What you will do
Render all the rows below as a Markdown table with the columns No. and Line. Give each nonblank line its own numbered table row.

Data in this exercise
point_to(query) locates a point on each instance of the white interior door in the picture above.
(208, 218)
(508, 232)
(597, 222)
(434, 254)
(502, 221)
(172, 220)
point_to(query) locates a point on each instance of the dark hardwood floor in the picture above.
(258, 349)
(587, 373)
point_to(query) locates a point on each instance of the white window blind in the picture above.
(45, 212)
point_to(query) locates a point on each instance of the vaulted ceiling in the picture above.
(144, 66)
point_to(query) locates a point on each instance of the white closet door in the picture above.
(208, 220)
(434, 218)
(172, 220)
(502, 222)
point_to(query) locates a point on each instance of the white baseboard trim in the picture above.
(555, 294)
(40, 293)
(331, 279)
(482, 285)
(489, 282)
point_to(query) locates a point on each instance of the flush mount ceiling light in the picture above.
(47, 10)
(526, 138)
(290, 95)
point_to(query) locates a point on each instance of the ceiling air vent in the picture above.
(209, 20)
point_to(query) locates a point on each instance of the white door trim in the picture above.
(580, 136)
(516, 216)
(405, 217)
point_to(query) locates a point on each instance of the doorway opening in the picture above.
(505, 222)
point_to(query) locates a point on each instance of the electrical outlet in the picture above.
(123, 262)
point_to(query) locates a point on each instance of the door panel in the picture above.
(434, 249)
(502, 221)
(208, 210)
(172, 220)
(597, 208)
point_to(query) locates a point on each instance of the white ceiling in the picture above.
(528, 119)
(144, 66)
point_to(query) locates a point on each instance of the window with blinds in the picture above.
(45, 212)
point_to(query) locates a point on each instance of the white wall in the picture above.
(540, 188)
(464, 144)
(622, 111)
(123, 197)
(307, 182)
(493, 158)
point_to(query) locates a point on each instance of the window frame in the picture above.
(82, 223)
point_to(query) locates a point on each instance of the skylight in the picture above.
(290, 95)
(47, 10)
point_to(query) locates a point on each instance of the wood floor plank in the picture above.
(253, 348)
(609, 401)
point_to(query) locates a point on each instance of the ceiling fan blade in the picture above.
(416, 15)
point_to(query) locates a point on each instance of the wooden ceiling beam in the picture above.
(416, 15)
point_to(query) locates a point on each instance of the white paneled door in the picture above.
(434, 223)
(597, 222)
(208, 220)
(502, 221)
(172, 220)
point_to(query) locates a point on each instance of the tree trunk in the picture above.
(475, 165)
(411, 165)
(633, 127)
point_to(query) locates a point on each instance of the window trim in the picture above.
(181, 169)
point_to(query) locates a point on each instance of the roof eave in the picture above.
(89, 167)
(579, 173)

Task solution
| No. | Line |
|---|---|
| 1 | point_to(query) locates a point on each instance of the white interior door in the picture above. |
| 2 | (208, 218) |
| 3 | (508, 232) |
| 4 | (597, 222) |
| 5 | (434, 254) |
| 6 | (502, 221) |
| 7 | (172, 220) |
| 8 | point_to(query) locates a point on each instance of the dark hardwood floor in the picture above. |
| 9 | (258, 349) |
| 10 | (587, 373) |
| 11 | point_to(query) locates a point on each instance of the white window blind in the picture above. |
| 12 | (45, 212) |
| 13 | point_to(query) locates a point on each instance of the vaulted ceiling in the picture above. |
| 14 | (144, 66) |
| 15 | point_to(query) locates a point on each instance of the white closet door in the picture above. |
| 16 | (208, 220) |
| 17 | (434, 218) |
| 18 | (172, 220) |
| 19 | (502, 222) |
| 20 | point_to(query) locates a point on each instance of the white baseboard trim in the picture above. |
| 21 | (555, 294) |
| 22 | (40, 293) |
| 23 | (331, 279) |
| 24 | (482, 285) |
| 25 | (489, 282) |
| 26 | point_to(query) locates a point on each instance of the flush mount ceiling light in the picture above. |
| 27 | (47, 10) |
| 28 | (526, 138) |
| 29 | (290, 95) |
| 30 | point_to(query) locates a point on each instance of the ceiling air vent in the picture above. |
| 31 | (209, 20) |
| 32 | point_to(query) locates a point on each instance of the white door trim in the picture above. |
| 33 | (580, 136) |
| 34 | (516, 216) |
| 35 | (405, 217) |
| 36 | point_to(query) locates a point on each instance of the doorway opening in the picture above. |
| 37 | (505, 222) |
| 38 | point_to(query) locates a point on each instance of the electrical outlet in the picture above. |
| 39 | (123, 262) |
| 40 | point_to(query) locates a point on each instance of the door panel in the picture above. |
| 41 | (434, 249) |
| 42 | (502, 221) |
| 43 | (208, 210) |
| 44 | (172, 220) |
| 45 | (597, 208) |
| 46 | point_to(query) locates a point on each instance of the white ceiling in the picture above. |
| 47 | (528, 119) |
| 48 | (144, 66) |
| 49 | point_to(query) locates a point on each instance of the window with blinds in the picture above. |
| 50 | (45, 212) |
| 51 | point_to(query) locates a point on each instance of the white wall in the picture above. |
| 52 | (540, 188) |
| 53 | (464, 144) |
| 54 | (622, 111) |
| 55 | (123, 197) |
| 56 | (307, 182) |
| 57 | (493, 158) |
| 58 | point_to(query) locates a point on each instance of the window frame in the picture above. |
| 59 | (82, 223) |
| 60 | point_to(query) locates a point on each instance of the skylight in the picture above. |
| 61 | (290, 95) |
| 62 | (47, 10) |
| 63 | point_to(query) locates a point on each instance of the wood floor plank in the picture above. |
| 64 | (253, 348) |
| 65 | (609, 401) |
| 66 | point_to(query) locates a point on each instance of the ceiling fan blade in the picture above. |
| 67 | (416, 15) |
| 68 | point_to(query) locates a point on each instance of the wooden ceiling beam in the picture above. |
| 69 | (416, 15) |
| 70 | point_to(query) locates a point on each instance of the white paneled door in the picture above. |
| 71 | (434, 223) |
| 72 | (597, 222) |
| 73 | (208, 220) |
| 74 | (502, 221) |
| 75 | (172, 220) |
| 76 | point_to(query) locates a point on each instance of the tree trunk in the picture above. |
| 77 | (475, 165) |
| 78 | (411, 165) |
| 79 | (633, 127) |
| 80 | point_to(query) locates a point on each instance of the window trim in the picture above. |
| 81 | (181, 169) |
| 82 | point_to(query) locates a point on each instance of the roof eave in the picture above. |
| 83 | (89, 167) |
| 84 | (579, 173) |